── TEKS BACAAN

Pengetahuan munasabah pun dapat membantah sebagian anggapan orang bahwa tema-tema Al-Qur’an kehilangan relevansi antara satu bagian dengan bagian yang lainnya. Contohnya terhadap firman Allah Qur’an surat Al-Baqarah 2: 189:
Terjemahan:
Mereka bertanya kepadamu tentang bulan sabit. Katakanlah: "Bulan sabit itu adalah tanda-tanda waktu bagi manusia dan (bagi ibadat) haji; dan bukanlah kebajikan memasuki rumah-rumah dari belakangnya, akan tetapi kebajikan itu ialah kebajikan orang yang bertakwa. dan masuklah ke rumah-rumah itu dari pintu-pintunya; dan bertakwalah kepada Allah agar kamu beruntung.

────
── DATA YANG TERSEDIA

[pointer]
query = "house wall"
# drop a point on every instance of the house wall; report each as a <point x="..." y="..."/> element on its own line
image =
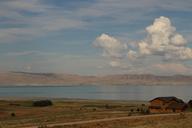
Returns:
<point x="156" y="102"/>
<point x="152" y="110"/>
<point x="163" y="105"/>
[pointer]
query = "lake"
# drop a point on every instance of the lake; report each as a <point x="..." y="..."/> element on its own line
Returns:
<point x="122" y="92"/>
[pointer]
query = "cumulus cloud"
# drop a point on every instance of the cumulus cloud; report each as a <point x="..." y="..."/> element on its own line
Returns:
<point x="162" y="50"/>
<point x="111" y="46"/>
<point x="163" y="40"/>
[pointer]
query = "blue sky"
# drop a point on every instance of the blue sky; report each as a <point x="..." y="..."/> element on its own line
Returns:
<point x="58" y="35"/>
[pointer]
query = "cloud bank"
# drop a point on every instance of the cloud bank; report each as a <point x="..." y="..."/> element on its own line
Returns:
<point x="163" y="42"/>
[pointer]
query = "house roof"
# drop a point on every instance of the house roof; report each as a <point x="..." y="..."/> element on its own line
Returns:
<point x="176" y="106"/>
<point x="168" y="99"/>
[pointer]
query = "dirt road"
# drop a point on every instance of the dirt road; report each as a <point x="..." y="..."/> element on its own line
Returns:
<point x="109" y="119"/>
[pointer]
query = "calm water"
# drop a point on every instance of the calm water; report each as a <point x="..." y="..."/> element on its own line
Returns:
<point x="98" y="92"/>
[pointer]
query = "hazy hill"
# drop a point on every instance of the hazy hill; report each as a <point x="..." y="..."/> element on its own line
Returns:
<point x="27" y="78"/>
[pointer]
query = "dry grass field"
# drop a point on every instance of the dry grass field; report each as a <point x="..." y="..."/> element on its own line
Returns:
<point x="21" y="113"/>
<point x="177" y="121"/>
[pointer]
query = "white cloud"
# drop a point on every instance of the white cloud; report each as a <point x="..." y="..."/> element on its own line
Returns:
<point x="162" y="43"/>
<point x="163" y="40"/>
<point x="112" y="47"/>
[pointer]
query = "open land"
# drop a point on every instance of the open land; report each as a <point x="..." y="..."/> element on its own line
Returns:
<point x="27" y="78"/>
<point x="71" y="113"/>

────

### SOAL LATIHAN
a – Jawablah pertanyaan berikut berdasarkan teks tentang munasabah.
(i) Anggapan apa yang dapat dibantah oleh pengetahuan munasabah?
(ii) Ayat Al-Qur’an mana yang dijadikan contoh?
(iii) Menurut terjemahan ayat tersebut, bulan sabit adalah tanda-tanda waktu bagi siapa dan untuk apa?
b – Tuliskan kembali bagian teks tentang munasabah tanpa perubahan, dimulai dari kata-kata yang memuat "Pengetahuan munasabah pun" dan berhenti setelah kata-kata "agar kamu beruntung.".

### PEMBAHASAN SOAL
a –
(i) Anggapan bahwa tema-tema Al-Qur’an kehilangan relevansi antara satu bagian dengan bagian yang lainnya.
(ii) Surat Al-Baqarah 2: 189.
(iii) Tanda-tanda waktu bagi manusia dan (bagi ibadat) haji.

b –
Pengetahuan munasabah pun dapat membantah sebagian anggapan orang bahwa tema-tema Al-Qur’an kehilangan relevansi antara satu bagian dengan bagian yang lainnya. Contohnya terhadap firman Allah Qur’an surat Al-Baqarah 2: 189:
Terjemahan:
Mereka bertanya kepadamu tentang bulan sabit. Katakanlah: "Bulan sabit itu adalah tanda-tanda waktu bagi manusia dan (bagi ibadat) haji; dan bukanlah kebajikan memasuki rumah-rumah dari belakangnya, akan tetapi kebajikan itu ialah kebajikan orang yang bertakwa. dan masuklah ke rumah-rumah itu dari pintu-pintunya; dan bertakwalah kepada Allah agar kamu beruntung.